■ **Directions for this task**
Each record below should be repeated precisely as written.

------------------------------------------------

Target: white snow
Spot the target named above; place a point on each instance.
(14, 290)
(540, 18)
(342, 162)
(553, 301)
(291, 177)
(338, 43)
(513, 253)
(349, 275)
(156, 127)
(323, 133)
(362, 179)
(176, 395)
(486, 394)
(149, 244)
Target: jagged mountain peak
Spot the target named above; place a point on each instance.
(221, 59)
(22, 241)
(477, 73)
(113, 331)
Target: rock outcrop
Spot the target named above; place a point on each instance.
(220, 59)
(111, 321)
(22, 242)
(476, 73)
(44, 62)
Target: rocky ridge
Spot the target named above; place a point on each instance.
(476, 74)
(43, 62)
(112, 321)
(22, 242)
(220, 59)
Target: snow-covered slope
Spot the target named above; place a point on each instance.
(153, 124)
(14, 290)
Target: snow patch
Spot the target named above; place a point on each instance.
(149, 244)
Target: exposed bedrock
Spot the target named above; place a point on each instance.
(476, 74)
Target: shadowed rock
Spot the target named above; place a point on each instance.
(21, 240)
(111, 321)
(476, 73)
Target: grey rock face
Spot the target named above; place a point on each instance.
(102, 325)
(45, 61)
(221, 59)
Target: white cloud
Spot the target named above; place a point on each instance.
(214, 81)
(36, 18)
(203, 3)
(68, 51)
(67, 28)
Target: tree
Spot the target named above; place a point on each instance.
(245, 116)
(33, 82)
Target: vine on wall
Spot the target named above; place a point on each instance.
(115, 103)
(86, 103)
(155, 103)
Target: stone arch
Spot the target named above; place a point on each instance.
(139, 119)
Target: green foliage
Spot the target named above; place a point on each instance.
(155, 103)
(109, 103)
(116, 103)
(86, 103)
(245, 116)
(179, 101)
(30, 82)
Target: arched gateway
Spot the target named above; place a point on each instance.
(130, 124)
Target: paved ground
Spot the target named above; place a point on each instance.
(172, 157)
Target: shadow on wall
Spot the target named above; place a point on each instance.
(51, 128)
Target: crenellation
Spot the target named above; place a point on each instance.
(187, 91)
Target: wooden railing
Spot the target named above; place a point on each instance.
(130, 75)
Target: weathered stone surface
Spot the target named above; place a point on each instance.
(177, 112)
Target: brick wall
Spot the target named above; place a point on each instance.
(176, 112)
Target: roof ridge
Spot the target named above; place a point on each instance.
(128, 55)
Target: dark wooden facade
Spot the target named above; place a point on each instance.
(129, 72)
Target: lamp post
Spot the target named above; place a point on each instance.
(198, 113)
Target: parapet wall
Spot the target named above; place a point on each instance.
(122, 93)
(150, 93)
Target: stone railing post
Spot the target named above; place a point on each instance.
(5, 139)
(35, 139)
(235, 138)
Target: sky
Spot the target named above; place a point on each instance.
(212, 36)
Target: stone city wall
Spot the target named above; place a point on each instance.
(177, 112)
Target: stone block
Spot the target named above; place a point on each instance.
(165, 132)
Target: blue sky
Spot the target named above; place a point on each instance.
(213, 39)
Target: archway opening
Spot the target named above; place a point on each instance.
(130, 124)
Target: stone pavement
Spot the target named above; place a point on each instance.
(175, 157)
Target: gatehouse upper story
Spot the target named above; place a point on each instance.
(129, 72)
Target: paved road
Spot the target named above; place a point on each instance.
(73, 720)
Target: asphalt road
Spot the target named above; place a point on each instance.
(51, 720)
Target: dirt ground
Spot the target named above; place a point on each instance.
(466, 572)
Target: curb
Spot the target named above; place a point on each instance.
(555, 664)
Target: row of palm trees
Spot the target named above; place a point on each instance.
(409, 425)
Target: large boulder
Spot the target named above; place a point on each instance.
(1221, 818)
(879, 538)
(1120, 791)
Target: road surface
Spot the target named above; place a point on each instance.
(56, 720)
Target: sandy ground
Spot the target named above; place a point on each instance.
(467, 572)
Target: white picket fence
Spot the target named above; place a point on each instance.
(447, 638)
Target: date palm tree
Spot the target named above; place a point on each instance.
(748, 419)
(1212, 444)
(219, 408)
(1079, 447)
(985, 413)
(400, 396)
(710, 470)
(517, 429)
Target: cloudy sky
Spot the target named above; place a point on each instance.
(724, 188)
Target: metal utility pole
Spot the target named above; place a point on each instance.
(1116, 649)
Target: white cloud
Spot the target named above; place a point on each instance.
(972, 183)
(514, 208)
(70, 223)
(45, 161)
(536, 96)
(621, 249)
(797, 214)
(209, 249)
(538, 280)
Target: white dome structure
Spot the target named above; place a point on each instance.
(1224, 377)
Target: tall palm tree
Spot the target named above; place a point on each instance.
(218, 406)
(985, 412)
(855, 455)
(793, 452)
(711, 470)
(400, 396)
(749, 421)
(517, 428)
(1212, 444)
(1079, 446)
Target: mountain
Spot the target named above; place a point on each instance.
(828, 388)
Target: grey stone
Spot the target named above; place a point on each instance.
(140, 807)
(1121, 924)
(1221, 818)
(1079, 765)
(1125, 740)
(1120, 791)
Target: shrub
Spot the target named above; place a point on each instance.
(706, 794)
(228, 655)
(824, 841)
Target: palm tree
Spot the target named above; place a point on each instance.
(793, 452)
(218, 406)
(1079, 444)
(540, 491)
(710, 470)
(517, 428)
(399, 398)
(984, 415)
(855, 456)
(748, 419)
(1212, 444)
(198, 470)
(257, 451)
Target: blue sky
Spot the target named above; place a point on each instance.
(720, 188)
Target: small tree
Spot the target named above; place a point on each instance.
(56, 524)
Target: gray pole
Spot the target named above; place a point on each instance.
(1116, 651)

------------------------------------------------

■ **Correct answer**
Target: white snow
Spot the target named above; place a point on each instance.
(14, 290)
(540, 18)
(342, 162)
(553, 301)
(291, 177)
(338, 43)
(513, 253)
(349, 275)
(156, 127)
(323, 133)
(362, 179)
(176, 395)
(486, 394)
(149, 244)
Target: jagged mountain peak
Spot the target named above; place a point on each instance.
(221, 59)
(22, 241)
(477, 73)
(113, 331)
Target: rock outcrop
Spot the target named above; place a point on each instance.
(220, 59)
(111, 321)
(22, 242)
(476, 73)
(44, 62)
Target: rocky ridge
Spot the target named above; place a point on each instance.
(476, 74)
(43, 62)
(112, 321)
(22, 242)
(220, 59)
Target: snow-covered slope
Spot the target named above; place a point on each instance.
(153, 124)
(14, 290)
Target: snow patch
Spot the target named above; place a point on each instance.
(149, 244)
Target: exposed bedrock
Spot the target named above; place a point on each instance.
(476, 74)
Target: shadowed rock
Spot the target named above; place a point on each instance.
(21, 240)
(111, 321)
(476, 73)
Target: grey rock face
Spot the target named above; place a point on each instance.
(102, 325)
(45, 61)
(221, 59)
Target: white cloud
Spot the target named above; place a point on each instance.
(214, 81)
(36, 18)
(203, 3)
(68, 51)
(67, 28)
Target: tree
Spot the target named above; place a point on each instance.
(245, 116)
(33, 82)
Target: vine on wall
Spot the target named above; place a point on each instance.
(115, 103)
(86, 103)
(155, 103)
Target: stone arch
Spot the target named above; place a point on each instance.
(139, 119)
Target: green foliage
Spot the target named above; place a point on each instance.
(155, 103)
(109, 103)
(116, 103)
(86, 103)
(245, 116)
(179, 101)
(30, 82)
Target: arched gateway
Spot the target named above; place a point on each instance.
(130, 124)
Target: paved ground
Spot the target named above; place a point on each instance.
(172, 157)
Target: shadow on wall
Spot the target named above; place a point on each instance.
(51, 128)
Target: crenellation
Spot the target named above; place a point on each instance.
(187, 91)
Target: wooden railing
Spot the target named above; place a point on each instance.
(130, 75)
Target: weathered stone surface
Spot the target named above; place a point on each instance.
(177, 112)
Target: brick wall
Spot the target named above; place a point on each instance.
(176, 112)
Target: roof ridge
Spot the target named above; place a point on each instance.
(128, 55)
Target: dark wooden facade
Spot the target named above; place a point on each instance.
(129, 72)
Target: lamp post
Spot the target named above; place a point on each instance.
(198, 113)
Target: parapet wall
Spot the target named above; place a point on each instance.
(122, 93)
(150, 93)
Target: stone railing post
Spot the target named above; place a point on each instance.
(5, 139)
(35, 139)
(235, 138)
Target: sky
Spot the target named above; place a point on each instance.
(212, 36)
Target: stone city wall
Spot the target named above; place a point on each instance.
(177, 112)
Target: stone block
Spot the target named above; place a point on each instance.
(165, 132)
Target: blue sky
Spot the target named above; place a point on each instance.
(213, 39)
Target: archway opening
Spot the target named above; place a point on each instance.
(130, 124)
Target: stone pavement
Spot the target named above; place a point on each instance.
(175, 157)
Target: gatehouse upper story
Spot the target named above; place a point on each instance.
(129, 72)
Target: paved road
Spot the target named above; place a point on each instance.
(73, 720)
Target: asphalt road
Spot the target named above; place a point on each instance.
(51, 720)
Target: dirt ground
Spot the target named above; place a point on each instance.
(466, 572)
Target: curb
Spot the target named above; place a point on each instance.
(555, 664)
Target: row of palm trees
Spot the target named above; place a point on each instance.
(409, 425)
Target: large boulder
Spot the target named above; place a point on each instance.
(1221, 818)
(879, 538)
(1120, 791)
Target: road surface
Spot the target named above; place a point on each instance.
(56, 720)
Target: sandy ground
Spot the target named above; place a point on each instance.
(467, 572)
Target: white picket fence
Spot the target named above; place a point on each instance.
(447, 638)
Target: date palm tree
Spot the target named above; place a point on each instance.
(748, 419)
(1212, 444)
(219, 408)
(1079, 447)
(985, 413)
(400, 396)
(710, 470)
(517, 429)
Target: cloudy sky
Spot the target named above; place a point on each instance.
(724, 188)
Target: metal utility pole
Spot the target named above; place a point on each instance.
(1116, 649)
Target: white cloud
Spot the target named above; place a point on each instance.
(972, 183)
(514, 208)
(70, 223)
(45, 161)
(536, 96)
(621, 249)
(797, 214)
(209, 249)
(538, 280)
Target: white dome structure
Spot the target named above; place a point on each instance.
(1224, 377)
Target: tall palm tree
Spot the target named above; place a point on each instance.
(218, 406)
(985, 412)
(855, 455)
(793, 452)
(711, 470)
(400, 396)
(749, 421)
(517, 428)
(1212, 444)
(1079, 446)
Target: mountain
Spot the target named above; place a point on each instance.
(828, 388)
Target: grey stone
Spot the target named above; place a point on each instance.
(140, 807)
(1121, 924)
(1221, 818)
(1079, 765)
(1125, 740)
(1120, 791)
Target: shrub
Spot the target named above; place a point on each instance.
(706, 794)
(228, 655)
(824, 841)
Target: palm tree
Spot the target named above; place a point on each instance.
(793, 452)
(218, 406)
(1079, 444)
(540, 491)
(710, 470)
(517, 428)
(399, 398)
(984, 415)
(855, 456)
(748, 419)
(1212, 444)
(198, 470)
(257, 451)
Target: blue sky
Spot the target named above; place a point on each instance.
(720, 188)
Target: small tree
Spot the target named above; place a point on each instance.
(56, 524)
Target: gray pole
Spot the target named above; place a point on each instance.
(1116, 651)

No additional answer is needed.